## Given exercise 1
In the mailing list excerpt, below what file system size does online resizing fail with a 1k block size?
## Given exercise 2
Swap "journal" for "log" and write out the part of the mailing list excerpt starting with "[permalink] [raw]" and going on through "reserved gdt blocks.".

## Excerpt provided
You're probably asking Andreas, but just in case, for my testcase, it's
all defaults & standard options.

i.e. just this fails, after the above commit, whereas it worked before.

mkfs.ext4 /dev/sda 20M
mount /dev/sda /mnt/test
resize2fs /dev/sda 200M

-Eric




2015-04-28 12:21:08

by Jan Kara

[permalink] [raw]
Subject: Re: [PATCH v2] e2fsprogs: Limit number of reserved gdt blocks on small fs

On Mon 27-04-15 11:23:19, Eric Sandeen wrote:
> On 4/27/15 11:14 AM, Jan Kara wrote:
> > On Fri 24-04-15 22:25:06, Andreas Dilger wrote:
> >> On Apr 24, 2015, at 3:51 PM, Eric Sandeen <[email protected]> wrote:
> >>> On 3/25/15 5:46 AM, Lukas Czerner wrote:
> >>>> Currently we're unable to online resize very small (smaller than 32 MB)
> >>>> file systems with 1k block size because there is not enough space in the
> >>>> journal to put all the reserved gdt blocks.

## Listing

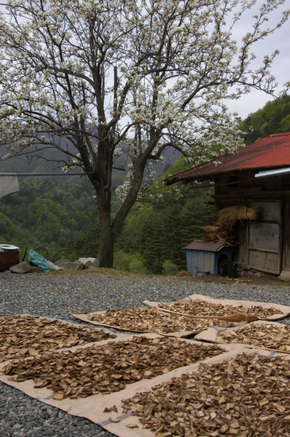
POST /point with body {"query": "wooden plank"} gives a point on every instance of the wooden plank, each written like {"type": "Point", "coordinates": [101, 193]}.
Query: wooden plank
{"type": "Point", "coordinates": [267, 262]}
{"type": "Point", "coordinates": [264, 236]}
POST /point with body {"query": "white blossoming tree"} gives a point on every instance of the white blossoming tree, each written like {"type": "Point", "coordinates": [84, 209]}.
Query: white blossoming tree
{"type": "Point", "coordinates": [146, 74]}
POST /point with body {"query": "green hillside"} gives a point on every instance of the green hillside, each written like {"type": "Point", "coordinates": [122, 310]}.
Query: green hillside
{"type": "Point", "coordinates": [58, 218]}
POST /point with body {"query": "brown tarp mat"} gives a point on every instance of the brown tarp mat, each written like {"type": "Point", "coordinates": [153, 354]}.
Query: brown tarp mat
{"type": "Point", "coordinates": [193, 324]}
{"type": "Point", "coordinates": [170, 327]}
{"type": "Point", "coordinates": [261, 334]}
{"type": "Point", "coordinates": [282, 310]}
{"type": "Point", "coordinates": [106, 409]}
{"type": "Point", "coordinates": [115, 421]}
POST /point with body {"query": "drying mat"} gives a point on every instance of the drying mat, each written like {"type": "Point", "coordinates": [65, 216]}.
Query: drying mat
{"type": "Point", "coordinates": [236, 311]}
{"type": "Point", "coordinates": [107, 410]}
{"type": "Point", "coordinates": [145, 320]}
{"type": "Point", "coordinates": [261, 334]}
{"type": "Point", "coordinates": [246, 395]}
{"type": "Point", "coordinates": [100, 408]}
{"type": "Point", "coordinates": [24, 335]}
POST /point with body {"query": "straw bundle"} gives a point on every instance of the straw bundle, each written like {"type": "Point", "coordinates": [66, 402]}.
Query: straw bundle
{"type": "Point", "coordinates": [214, 233]}
{"type": "Point", "coordinates": [229, 216]}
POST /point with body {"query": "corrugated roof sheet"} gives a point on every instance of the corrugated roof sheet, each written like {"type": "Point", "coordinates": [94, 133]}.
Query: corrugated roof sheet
{"type": "Point", "coordinates": [270, 152]}
{"type": "Point", "coordinates": [206, 246]}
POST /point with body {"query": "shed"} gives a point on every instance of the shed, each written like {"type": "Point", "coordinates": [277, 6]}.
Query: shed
{"type": "Point", "coordinates": [9, 256]}
{"type": "Point", "coordinates": [256, 176]}
{"type": "Point", "coordinates": [206, 257]}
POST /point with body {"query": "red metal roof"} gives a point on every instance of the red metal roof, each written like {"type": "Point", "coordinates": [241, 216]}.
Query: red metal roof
{"type": "Point", "coordinates": [268, 153]}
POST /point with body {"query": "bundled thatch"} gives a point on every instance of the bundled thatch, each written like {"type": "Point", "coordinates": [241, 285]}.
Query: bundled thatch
{"type": "Point", "coordinates": [229, 216]}
{"type": "Point", "coordinates": [214, 233]}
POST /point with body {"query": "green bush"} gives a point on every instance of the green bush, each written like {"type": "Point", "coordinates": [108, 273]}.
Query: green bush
{"type": "Point", "coordinates": [169, 268]}
{"type": "Point", "coordinates": [130, 263]}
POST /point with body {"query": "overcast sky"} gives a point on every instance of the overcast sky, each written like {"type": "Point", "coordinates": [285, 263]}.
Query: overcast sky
{"type": "Point", "coordinates": [280, 69]}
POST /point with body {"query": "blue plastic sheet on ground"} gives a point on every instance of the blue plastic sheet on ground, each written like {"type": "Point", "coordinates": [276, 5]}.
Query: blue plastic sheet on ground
{"type": "Point", "coordinates": [38, 260]}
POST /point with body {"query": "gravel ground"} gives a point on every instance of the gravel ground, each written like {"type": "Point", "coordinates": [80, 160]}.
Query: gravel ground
{"type": "Point", "coordinates": [58, 294]}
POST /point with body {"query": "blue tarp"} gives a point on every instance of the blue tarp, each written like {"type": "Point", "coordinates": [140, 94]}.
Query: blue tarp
{"type": "Point", "coordinates": [38, 260]}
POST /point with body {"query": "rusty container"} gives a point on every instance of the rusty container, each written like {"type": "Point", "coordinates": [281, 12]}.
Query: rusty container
{"type": "Point", "coordinates": [9, 256]}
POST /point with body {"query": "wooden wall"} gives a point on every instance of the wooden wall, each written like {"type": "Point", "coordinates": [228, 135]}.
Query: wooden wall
{"type": "Point", "coordinates": [265, 244]}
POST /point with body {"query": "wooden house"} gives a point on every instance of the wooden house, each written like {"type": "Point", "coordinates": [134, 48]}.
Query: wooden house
{"type": "Point", "coordinates": [255, 177]}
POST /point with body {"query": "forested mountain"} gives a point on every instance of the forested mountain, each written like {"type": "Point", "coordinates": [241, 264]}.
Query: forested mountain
{"type": "Point", "coordinates": [273, 118]}
{"type": "Point", "coordinates": [57, 217]}
{"type": "Point", "coordinates": [48, 217]}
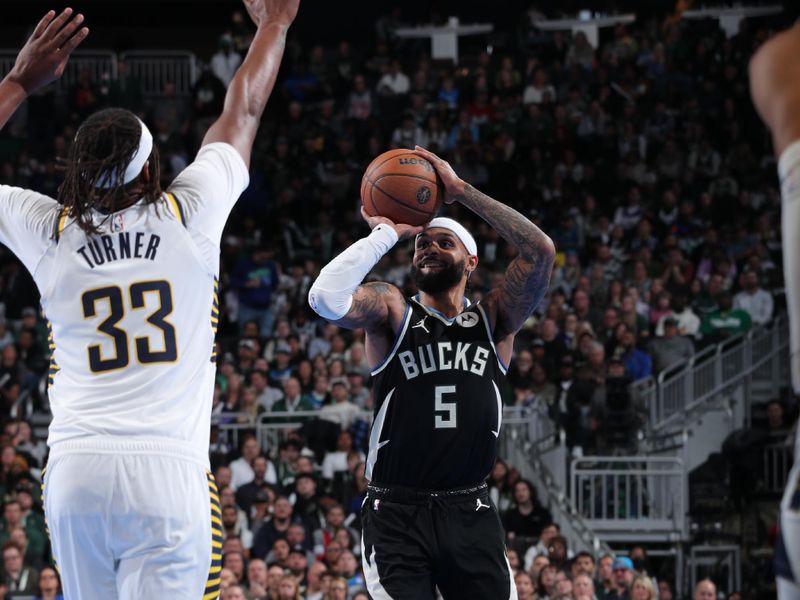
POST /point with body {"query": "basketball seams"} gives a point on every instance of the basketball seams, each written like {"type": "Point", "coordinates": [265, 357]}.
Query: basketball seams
{"type": "Point", "coordinates": [399, 204]}
{"type": "Point", "coordinates": [371, 167]}
{"type": "Point", "coordinates": [433, 181]}
{"type": "Point", "coordinates": [374, 212]}
{"type": "Point", "coordinates": [395, 199]}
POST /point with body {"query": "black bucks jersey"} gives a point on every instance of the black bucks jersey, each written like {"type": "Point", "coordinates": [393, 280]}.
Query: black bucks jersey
{"type": "Point", "coordinates": [437, 402]}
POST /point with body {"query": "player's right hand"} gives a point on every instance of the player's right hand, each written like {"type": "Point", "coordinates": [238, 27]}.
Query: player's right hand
{"type": "Point", "coordinates": [281, 12]}
{"type": "Point", "coordinates": [45, 54]}
{"type": "Point", "coordinates": [403, 230]}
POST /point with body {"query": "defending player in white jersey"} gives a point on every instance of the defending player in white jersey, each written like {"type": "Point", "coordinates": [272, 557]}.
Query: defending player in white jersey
{"type": "Point", "coordinates": [775, 89]}
{"type": "Point", "coordinates": [127, 275]}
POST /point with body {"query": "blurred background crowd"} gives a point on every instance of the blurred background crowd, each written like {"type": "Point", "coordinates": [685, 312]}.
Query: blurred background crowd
{"type": "Point", "coordinates": [643, 159]}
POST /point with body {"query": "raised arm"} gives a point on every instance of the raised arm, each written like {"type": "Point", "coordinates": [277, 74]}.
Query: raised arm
{"type": "Point", "coordinates": [41, 60]}
{"type": "Point", "coordinates": [775, 86]}
{"type": "Point", "coordinates": [339, 296]}
{"type": "Point", "coordinates": [527, 277]}
{"type": "Point", "coordinates": [252, 84]}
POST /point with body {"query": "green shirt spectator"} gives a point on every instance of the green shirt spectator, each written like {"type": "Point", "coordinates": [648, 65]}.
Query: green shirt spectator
{"type": "Point", "coordinates": [725, 321]}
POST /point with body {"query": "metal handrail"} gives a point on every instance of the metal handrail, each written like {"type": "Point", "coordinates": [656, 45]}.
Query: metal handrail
{"type": "Point", "coordinates": [682, 389]}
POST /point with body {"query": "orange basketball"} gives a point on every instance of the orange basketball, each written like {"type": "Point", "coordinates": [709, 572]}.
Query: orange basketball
{"type": "Point", "coordinates": [403, 187]}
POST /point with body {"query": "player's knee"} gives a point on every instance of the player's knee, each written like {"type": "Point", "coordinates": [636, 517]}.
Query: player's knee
{"type": "Point", "coordinates": [773, 68]}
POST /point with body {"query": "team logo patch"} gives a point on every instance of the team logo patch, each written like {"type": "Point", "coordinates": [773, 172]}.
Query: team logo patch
{"type": "Point", "coordinates": [117, 223]}
{"type": "Point", "coordinates": [467, 320]}
{"type": "Point", "coordinates": [423, 194]}
{"type": "Point", "coordinates": [421, 325]}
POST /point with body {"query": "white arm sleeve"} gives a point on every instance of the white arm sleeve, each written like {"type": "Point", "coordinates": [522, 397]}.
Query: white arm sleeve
{"type": "Point", "coordinates": [331, 295]}
{"type": "Point", "coordinates": [789, 172]}
{"type": "Point", "coordinates": [208, 188]}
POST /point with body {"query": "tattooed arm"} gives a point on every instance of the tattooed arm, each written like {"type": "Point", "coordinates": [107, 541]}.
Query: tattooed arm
{"type": "Point", "coordinates": [376, 307]}
{"type": "Point", "coordinates": [528, 275]}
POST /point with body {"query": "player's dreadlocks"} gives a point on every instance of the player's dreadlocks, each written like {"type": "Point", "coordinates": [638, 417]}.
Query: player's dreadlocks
{"type": "Point", "coordinates": [103, 148]}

## Correct result 1
Smaller than 32 MB.

## Correct result 2
[permalink] [raw]
Subject: Re: [PATCH v2] e2fsprogs: Limit number of reserved gdt blocks on small fs

On Mon 27-04-15 11:23:19, Eric Sandeen wrote:
> On 4/27/15 11:14 AM, Jan Kara wrote:
> > On Fri 24-04-15 22:25:06, Andreas Dilger wrote:
> >> On Apr 24, 2015, at 3:51 PM, Eric Sandeen <[email protected]> wrote:
> >>> On 3/25/15 5:46 AM, Lukas Czerner wrote:
> >>>> Currently we're unable to online resize very small (smaller than 32 MB)
> >>>> file systems with 1k block size because there is not enough space in the
> >>>> log to put all the reserved gdt blocks.